ESTRATTO DELLA FONTE:
-*-*-

Europa e libertà religiosa

Anche per chi valuta imprescindibile la presenza delle religioni nella sfera pubblica non è possibile non tenere conto dell'impostazione che nel progetto di Costituzione Europea è stato
dato alla laicità delle istituzioni comunitarie ed alla non prevalenza di specifici valori religiosi.

Nel prembolo della Carta di Nizza (Carta europea dei diritti fondamentali; 7 dicembre 2000) che forma parte integrante della Costituzione Europea si dice:
I popoli europei nel creare tra loro un'unione sempre più stretta hanno deciso di condividere un futuro di pace fondato su valori comuni.
Consapevole del suo patrimonio spirituale e morale, l'Unione si fonda sui valori indivisibili e universali di dignità umana, di libertà, di uguaglianza e di solidarietà; l'Unione si basa sui principi di democrazia e dello stato di diritto.
Essa pone la persona al centro della sua azione istituendo la cittadinanza dell'Unione e creando uno spazio di libertà, sicurezza e giustizia.

Il preambolo della Costituzione inoltre richiama:

le eredità culturali, religiose e umanistiche dell'Europa, da cui si sono sviluppati i valori universali dei diritti inviolabili e inalienabili della persona, della libertà, della democrazia,
dell'uguaglianza, e dello Stato di diritto;

la volontà dell'Unione di avanzare sulla via della civiltà, (...) di restare un continente aperto alla cultura, al sapere e al progresso sociale;

la volontà di unità nella diversità.

Una volta trasferita in questa dimensione, ogni convinzione religiosa deve convivere in modo paritario con altre opinioni religiose e laiche.
Ogni pretesa di affermazione di superiorità della dimensione religiosa o di una specifica tradizione religiosa contrasterebbe innanzitutto uno dei principi fondamentali dell'Unione e degli Stati che la compongono che è quello dello "stato di diritto".

-*-*-

DATI GREZZI:
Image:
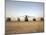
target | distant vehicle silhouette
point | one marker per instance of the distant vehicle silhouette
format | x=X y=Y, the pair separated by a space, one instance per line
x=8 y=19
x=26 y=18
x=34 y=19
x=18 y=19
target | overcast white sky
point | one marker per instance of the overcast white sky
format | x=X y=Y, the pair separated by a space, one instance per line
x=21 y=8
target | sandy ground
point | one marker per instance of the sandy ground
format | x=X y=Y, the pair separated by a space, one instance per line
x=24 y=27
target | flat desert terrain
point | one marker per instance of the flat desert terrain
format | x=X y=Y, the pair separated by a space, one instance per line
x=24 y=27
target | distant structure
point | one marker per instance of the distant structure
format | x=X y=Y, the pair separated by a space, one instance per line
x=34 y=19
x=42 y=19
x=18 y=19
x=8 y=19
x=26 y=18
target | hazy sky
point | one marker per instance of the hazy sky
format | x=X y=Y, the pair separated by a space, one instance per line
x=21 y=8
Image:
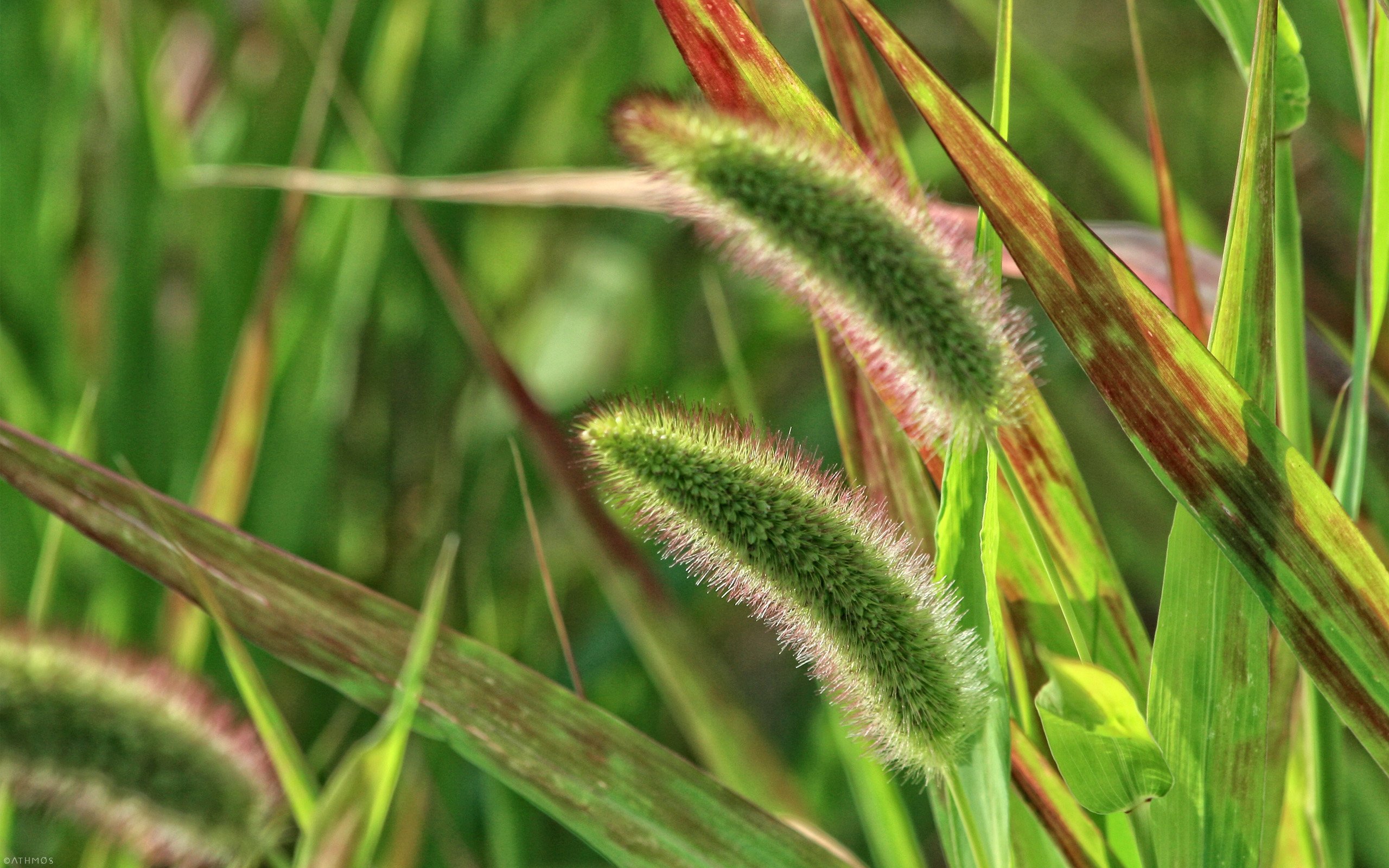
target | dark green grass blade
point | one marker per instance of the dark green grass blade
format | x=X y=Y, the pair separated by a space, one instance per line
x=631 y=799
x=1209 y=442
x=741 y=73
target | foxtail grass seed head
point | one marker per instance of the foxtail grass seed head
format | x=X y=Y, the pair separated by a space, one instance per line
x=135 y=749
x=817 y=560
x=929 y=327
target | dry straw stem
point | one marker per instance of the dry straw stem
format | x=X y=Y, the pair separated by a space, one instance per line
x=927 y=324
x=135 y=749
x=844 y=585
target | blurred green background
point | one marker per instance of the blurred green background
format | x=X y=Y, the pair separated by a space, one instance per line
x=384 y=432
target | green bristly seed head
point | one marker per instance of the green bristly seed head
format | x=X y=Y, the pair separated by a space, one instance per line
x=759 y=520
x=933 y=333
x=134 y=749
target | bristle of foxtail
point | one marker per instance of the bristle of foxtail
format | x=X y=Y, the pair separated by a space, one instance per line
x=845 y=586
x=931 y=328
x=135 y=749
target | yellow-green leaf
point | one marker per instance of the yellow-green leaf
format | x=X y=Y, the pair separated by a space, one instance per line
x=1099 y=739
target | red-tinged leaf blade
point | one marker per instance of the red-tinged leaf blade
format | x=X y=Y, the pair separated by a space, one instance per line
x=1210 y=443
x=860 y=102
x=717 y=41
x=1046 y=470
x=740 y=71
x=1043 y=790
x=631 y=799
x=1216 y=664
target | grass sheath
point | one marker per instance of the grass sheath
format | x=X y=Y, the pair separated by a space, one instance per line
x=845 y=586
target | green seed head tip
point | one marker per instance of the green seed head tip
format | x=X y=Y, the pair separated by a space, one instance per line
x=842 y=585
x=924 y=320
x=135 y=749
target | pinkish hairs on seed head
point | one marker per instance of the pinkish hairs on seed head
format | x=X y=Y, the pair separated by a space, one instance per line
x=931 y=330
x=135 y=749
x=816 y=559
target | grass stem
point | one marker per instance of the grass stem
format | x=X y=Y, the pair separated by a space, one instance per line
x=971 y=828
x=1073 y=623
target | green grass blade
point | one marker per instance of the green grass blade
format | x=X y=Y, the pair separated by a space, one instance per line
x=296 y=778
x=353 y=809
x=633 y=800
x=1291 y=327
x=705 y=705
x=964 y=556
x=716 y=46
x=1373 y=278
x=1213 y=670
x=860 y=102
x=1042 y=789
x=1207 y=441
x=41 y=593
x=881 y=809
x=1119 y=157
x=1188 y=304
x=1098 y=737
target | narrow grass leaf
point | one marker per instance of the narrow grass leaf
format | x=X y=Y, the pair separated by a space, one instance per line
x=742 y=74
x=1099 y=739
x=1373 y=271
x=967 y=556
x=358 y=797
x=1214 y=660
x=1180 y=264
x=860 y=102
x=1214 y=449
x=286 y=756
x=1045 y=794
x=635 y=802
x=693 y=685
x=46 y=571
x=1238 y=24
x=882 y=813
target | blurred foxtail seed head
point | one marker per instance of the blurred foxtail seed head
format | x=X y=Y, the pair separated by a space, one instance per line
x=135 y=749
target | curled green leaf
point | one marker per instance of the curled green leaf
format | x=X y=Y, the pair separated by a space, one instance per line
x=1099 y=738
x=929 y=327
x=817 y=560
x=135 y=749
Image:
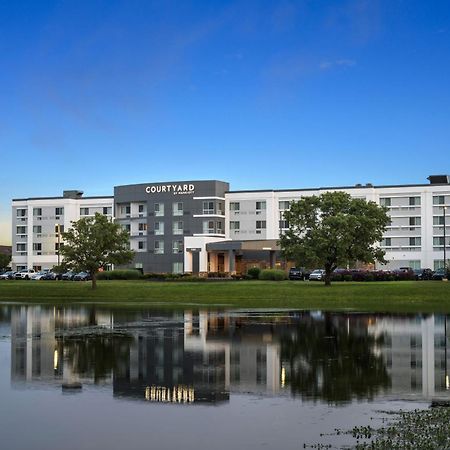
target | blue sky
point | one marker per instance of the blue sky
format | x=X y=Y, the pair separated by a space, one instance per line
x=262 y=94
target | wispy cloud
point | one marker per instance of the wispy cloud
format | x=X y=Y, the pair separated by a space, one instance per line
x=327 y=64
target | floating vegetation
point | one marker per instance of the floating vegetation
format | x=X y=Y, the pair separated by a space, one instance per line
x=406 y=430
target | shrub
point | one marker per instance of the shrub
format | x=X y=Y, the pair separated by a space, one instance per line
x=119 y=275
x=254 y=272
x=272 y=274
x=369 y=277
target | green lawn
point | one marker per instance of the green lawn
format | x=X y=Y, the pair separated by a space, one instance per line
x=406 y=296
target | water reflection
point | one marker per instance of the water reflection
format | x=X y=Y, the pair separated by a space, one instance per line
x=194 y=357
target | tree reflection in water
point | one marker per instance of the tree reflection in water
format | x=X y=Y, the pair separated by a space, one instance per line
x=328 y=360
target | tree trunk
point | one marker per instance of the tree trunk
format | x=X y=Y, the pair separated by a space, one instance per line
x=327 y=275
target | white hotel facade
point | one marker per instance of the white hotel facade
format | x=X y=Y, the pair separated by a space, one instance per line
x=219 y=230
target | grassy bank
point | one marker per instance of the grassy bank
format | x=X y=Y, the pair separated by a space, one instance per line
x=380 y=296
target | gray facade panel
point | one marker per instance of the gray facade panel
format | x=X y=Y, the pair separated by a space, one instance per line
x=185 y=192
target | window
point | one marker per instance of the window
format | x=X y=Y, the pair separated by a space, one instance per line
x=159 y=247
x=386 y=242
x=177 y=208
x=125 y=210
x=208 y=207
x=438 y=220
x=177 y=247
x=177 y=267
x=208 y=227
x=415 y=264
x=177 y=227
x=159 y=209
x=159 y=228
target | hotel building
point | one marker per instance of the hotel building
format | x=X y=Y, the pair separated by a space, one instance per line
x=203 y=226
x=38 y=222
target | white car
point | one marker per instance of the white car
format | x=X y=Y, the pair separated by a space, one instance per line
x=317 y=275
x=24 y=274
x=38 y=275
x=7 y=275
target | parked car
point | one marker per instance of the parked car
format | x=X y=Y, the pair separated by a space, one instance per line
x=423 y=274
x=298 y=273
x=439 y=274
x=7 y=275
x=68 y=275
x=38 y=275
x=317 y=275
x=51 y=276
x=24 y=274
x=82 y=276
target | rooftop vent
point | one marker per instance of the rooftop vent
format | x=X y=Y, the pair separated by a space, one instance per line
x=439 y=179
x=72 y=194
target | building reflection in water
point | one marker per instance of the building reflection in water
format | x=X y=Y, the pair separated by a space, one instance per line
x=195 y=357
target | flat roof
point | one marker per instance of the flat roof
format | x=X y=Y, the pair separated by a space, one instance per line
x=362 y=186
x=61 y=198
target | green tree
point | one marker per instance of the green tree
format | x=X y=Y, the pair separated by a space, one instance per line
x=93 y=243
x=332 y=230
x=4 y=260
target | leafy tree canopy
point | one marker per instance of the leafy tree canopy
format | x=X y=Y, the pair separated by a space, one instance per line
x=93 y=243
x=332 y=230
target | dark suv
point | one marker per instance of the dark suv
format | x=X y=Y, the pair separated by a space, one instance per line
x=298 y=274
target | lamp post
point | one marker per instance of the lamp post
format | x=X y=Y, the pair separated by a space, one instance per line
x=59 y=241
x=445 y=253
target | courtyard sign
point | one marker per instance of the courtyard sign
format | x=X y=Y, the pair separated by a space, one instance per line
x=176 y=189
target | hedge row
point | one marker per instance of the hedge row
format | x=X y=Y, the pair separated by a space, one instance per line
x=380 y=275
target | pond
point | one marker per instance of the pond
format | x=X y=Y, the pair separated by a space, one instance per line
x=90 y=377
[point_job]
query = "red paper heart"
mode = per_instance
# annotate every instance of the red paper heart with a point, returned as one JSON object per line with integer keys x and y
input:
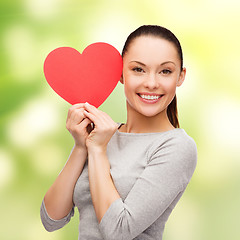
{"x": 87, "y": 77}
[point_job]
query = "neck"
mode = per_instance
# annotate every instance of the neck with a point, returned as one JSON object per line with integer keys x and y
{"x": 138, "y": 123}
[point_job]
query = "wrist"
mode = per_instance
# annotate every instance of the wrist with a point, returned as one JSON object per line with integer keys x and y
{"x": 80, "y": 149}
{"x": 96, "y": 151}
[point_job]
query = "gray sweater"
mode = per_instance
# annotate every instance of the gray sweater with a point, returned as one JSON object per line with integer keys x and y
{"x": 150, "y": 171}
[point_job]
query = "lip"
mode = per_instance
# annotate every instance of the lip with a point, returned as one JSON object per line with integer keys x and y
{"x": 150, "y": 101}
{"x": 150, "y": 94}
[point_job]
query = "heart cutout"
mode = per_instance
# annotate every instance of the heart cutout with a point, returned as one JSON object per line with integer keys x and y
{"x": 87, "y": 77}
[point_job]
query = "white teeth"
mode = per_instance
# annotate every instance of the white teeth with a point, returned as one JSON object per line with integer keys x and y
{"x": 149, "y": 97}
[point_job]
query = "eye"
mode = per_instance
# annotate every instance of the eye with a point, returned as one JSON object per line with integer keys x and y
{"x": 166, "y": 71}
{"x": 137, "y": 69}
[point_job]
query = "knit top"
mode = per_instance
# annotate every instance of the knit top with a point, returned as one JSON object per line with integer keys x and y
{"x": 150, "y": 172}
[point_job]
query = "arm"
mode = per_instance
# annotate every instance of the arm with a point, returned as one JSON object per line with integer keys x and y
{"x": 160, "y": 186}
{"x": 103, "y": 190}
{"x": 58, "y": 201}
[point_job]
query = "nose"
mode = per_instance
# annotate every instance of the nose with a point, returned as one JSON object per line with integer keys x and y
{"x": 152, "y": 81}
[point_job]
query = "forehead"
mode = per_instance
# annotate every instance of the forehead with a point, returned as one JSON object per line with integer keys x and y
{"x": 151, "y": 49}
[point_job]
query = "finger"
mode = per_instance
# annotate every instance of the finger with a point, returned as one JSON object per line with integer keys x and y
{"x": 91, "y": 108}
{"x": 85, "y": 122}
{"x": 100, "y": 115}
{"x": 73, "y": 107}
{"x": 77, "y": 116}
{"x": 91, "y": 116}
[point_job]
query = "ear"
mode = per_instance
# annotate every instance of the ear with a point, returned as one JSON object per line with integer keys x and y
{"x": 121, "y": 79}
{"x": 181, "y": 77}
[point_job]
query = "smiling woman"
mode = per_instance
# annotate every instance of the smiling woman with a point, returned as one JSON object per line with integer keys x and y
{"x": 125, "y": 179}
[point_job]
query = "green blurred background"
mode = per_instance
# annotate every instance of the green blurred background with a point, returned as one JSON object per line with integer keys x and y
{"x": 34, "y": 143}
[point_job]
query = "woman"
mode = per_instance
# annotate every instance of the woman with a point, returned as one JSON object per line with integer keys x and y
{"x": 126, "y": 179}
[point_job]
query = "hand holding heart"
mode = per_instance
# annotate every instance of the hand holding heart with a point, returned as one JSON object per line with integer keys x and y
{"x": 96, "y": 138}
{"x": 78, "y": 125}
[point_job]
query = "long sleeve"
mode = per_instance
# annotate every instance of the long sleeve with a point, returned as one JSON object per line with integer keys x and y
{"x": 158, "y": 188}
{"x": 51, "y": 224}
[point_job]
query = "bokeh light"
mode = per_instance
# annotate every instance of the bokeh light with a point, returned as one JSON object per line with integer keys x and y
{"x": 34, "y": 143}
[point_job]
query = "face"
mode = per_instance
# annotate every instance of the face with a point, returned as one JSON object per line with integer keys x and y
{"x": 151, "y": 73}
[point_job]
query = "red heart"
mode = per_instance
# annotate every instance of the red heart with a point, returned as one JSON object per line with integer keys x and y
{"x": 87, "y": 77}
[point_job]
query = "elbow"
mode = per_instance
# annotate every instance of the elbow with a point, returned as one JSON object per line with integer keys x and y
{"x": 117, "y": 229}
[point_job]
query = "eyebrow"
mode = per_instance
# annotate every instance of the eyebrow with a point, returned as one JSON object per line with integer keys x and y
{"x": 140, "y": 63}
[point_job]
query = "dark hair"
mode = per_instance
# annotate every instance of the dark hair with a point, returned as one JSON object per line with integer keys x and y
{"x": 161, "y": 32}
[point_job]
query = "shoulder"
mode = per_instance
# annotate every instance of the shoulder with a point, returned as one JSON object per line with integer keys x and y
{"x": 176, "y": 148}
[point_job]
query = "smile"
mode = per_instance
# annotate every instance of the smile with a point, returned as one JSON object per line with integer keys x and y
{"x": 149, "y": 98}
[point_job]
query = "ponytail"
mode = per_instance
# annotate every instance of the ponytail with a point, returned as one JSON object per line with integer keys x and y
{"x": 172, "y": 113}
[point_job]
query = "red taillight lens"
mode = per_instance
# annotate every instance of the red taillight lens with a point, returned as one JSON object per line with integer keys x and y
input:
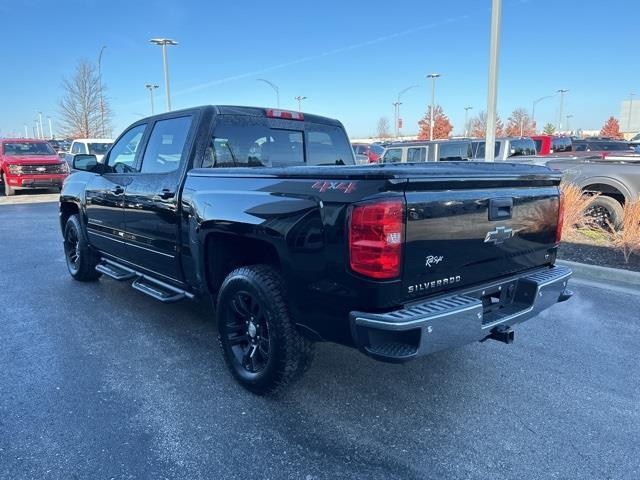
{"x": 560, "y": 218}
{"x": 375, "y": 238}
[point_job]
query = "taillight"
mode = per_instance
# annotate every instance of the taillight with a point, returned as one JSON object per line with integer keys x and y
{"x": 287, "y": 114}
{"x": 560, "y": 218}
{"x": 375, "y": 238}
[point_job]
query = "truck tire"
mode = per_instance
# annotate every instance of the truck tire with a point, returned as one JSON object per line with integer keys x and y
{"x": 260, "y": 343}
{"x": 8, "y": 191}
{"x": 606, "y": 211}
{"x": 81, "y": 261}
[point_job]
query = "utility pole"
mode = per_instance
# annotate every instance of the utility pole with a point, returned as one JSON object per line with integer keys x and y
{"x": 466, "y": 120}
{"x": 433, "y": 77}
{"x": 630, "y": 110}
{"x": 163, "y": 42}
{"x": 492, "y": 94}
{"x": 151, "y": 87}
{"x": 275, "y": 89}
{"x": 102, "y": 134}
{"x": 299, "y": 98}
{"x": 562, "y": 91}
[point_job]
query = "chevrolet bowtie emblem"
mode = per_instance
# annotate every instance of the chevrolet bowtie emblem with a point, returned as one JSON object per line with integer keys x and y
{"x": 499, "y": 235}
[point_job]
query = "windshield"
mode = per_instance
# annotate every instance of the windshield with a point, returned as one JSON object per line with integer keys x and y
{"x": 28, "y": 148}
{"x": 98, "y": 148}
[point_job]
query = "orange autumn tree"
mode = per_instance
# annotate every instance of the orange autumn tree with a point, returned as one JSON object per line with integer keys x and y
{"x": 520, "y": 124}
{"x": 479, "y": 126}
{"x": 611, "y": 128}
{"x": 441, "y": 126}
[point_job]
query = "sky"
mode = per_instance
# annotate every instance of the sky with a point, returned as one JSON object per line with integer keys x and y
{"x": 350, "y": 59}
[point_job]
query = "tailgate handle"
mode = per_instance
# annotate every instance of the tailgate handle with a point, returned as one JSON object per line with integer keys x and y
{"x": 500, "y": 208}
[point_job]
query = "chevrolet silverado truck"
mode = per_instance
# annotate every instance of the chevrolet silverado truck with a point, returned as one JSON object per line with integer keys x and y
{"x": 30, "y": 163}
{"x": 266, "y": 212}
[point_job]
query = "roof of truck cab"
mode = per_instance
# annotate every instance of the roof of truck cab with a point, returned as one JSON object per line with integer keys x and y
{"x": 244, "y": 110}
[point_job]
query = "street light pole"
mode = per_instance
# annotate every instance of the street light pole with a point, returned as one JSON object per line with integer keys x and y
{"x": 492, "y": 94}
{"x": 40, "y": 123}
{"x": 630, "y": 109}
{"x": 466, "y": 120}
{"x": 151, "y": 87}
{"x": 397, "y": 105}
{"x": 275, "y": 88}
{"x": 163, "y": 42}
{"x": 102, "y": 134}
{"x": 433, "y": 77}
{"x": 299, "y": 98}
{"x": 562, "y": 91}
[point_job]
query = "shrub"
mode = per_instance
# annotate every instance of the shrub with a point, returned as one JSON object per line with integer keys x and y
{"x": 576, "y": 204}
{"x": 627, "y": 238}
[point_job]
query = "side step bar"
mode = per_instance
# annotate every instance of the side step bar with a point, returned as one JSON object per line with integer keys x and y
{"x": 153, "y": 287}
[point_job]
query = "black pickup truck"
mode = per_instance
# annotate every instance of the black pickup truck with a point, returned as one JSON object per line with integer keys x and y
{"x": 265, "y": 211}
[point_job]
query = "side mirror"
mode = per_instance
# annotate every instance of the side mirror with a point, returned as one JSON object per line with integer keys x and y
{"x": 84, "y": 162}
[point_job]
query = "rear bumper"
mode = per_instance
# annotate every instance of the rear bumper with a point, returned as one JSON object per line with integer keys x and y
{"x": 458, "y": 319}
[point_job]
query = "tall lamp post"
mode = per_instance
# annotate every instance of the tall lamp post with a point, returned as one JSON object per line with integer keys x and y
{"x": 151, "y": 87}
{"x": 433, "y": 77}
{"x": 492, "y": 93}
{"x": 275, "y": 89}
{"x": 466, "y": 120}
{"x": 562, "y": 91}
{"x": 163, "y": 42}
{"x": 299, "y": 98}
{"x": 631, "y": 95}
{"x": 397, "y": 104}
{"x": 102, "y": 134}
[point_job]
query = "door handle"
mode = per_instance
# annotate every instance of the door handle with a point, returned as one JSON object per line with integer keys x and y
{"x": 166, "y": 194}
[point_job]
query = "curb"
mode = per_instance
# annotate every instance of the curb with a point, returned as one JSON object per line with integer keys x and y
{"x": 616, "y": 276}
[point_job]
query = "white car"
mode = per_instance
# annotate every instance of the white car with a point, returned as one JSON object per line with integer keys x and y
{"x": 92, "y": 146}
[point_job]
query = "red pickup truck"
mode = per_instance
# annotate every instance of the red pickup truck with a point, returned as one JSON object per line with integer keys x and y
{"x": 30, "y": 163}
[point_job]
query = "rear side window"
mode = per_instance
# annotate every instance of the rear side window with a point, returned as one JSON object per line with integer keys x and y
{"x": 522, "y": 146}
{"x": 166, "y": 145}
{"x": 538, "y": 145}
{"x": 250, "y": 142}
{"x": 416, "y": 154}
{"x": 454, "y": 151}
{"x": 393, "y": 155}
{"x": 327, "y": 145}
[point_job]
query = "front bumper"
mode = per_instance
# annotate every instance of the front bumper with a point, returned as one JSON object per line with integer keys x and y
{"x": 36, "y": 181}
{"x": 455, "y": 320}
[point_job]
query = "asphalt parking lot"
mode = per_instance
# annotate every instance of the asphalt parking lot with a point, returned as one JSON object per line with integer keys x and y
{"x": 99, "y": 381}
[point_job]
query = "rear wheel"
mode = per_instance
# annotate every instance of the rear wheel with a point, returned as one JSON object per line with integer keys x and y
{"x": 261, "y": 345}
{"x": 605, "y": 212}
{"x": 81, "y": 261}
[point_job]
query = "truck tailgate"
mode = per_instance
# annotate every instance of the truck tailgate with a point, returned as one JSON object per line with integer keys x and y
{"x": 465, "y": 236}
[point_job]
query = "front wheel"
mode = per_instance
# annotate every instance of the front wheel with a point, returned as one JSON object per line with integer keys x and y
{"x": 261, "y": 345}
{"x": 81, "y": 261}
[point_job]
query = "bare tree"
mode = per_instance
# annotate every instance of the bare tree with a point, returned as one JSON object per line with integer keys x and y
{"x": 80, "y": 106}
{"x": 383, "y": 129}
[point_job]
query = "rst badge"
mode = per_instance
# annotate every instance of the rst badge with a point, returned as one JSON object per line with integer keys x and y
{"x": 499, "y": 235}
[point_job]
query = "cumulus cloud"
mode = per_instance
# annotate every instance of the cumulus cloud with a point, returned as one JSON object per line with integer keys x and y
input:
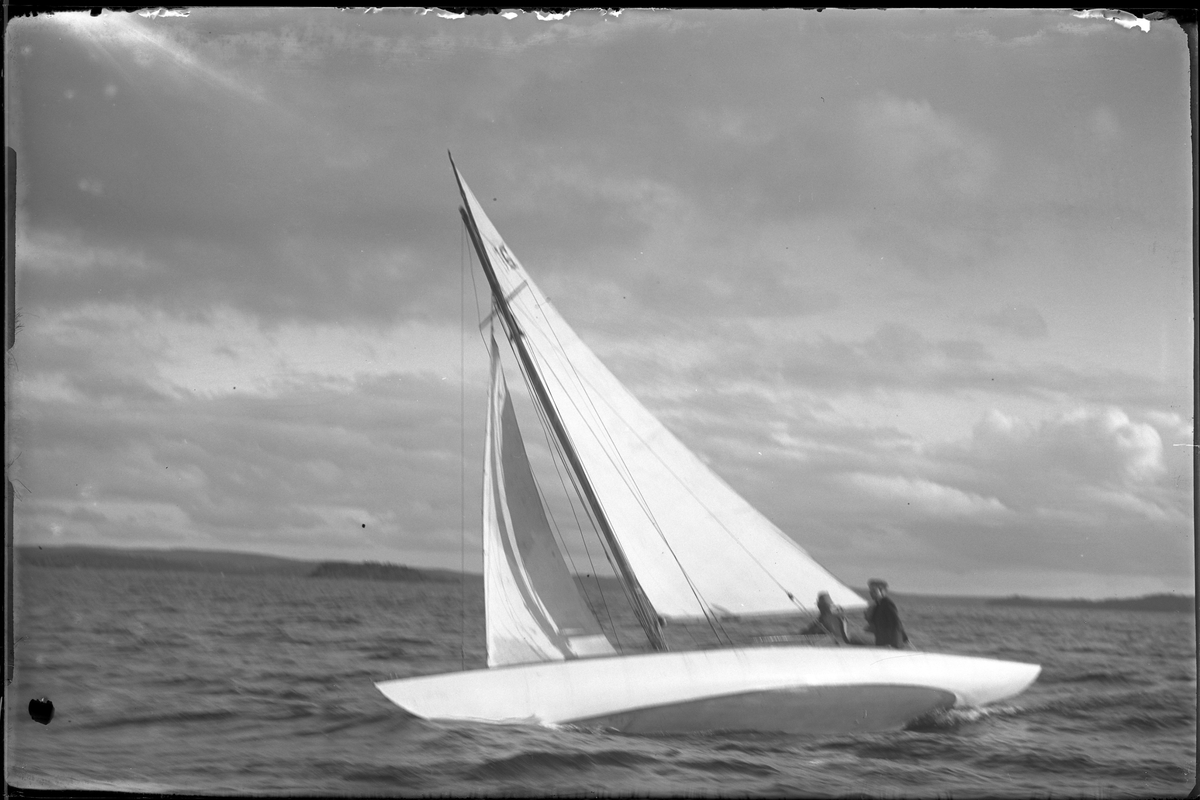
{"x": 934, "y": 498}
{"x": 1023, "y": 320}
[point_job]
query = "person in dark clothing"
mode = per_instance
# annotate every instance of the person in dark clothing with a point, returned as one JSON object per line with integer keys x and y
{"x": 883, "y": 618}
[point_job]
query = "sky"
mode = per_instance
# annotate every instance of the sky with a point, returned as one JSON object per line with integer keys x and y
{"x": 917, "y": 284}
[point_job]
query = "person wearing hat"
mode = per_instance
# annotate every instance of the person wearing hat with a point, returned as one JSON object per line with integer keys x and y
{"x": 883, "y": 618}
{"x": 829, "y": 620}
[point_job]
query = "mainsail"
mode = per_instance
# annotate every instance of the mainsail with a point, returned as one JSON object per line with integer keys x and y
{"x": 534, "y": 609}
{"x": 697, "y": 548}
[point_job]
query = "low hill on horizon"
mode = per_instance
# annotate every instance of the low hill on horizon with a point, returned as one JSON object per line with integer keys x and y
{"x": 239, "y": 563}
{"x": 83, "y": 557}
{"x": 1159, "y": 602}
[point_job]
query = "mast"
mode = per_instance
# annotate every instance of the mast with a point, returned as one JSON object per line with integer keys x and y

-*-*-

IL TUO COMPITO: Nel brano su Europa e libertà religiosa, quali sono i valori indivisibili e universali su cui si fonda l'Unione secondo il preambolo della Carta di Nizza? Elencali tutti.

RISPOSTA:
- dignità umana
- libertà
- uguaglianza
- solidarietà